YOUR GOAL:
Locate each line in the rows below that contains the string "concrete", and copy those lines unchanged.
___
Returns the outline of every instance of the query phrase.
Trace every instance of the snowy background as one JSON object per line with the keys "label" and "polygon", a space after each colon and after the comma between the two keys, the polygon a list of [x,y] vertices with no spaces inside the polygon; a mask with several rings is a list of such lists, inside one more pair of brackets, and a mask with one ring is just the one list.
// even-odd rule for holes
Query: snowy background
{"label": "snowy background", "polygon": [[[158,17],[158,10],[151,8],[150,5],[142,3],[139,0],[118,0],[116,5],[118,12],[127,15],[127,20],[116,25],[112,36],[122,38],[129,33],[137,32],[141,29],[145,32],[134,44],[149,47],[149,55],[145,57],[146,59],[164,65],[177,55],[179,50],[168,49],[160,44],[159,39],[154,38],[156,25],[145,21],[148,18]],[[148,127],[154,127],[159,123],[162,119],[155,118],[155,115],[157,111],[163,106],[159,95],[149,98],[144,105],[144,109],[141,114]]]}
___
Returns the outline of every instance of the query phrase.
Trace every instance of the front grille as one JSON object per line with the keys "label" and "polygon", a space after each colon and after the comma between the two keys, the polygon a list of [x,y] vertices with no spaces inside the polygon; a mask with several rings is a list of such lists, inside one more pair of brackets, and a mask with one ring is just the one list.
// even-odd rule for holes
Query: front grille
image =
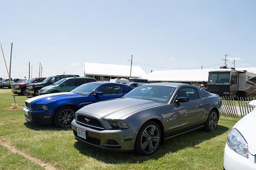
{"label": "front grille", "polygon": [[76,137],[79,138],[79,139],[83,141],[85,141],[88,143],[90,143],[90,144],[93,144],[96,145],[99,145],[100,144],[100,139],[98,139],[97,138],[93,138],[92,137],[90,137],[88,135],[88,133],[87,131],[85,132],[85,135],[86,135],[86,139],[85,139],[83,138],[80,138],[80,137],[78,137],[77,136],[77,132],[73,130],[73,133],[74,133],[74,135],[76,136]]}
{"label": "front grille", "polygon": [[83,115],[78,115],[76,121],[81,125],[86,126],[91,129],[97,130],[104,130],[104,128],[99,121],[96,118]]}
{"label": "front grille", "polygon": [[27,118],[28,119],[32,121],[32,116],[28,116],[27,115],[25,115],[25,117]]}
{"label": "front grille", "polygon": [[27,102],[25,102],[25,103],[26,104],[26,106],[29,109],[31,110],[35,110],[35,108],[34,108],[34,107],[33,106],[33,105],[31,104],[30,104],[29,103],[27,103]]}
___
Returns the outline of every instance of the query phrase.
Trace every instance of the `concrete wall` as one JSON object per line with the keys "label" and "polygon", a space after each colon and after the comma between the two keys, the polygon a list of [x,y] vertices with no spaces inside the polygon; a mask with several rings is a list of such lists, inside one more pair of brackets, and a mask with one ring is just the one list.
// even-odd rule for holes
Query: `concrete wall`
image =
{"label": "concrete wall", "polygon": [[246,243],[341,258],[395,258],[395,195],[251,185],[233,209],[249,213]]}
___
SOLUTION TO THE PROBLEM:
Trace every instance of the `concrete wall` as one JSON object per line with the keys "label" and "polygon", a space after each colon and after the comma between the two keys, the polygon a list of [x,y] vertices with no spaces inside the polygon; a mask with several rings is a list of such lists, inside one more pair of brackets, and a mask with one ring is just the one list.
Query: `concrete wall`
{"label": "concrete wall", "polygon": [[246,243],[341,258],[395,258],[395,195],[251,185],[233,209],[249,213]]}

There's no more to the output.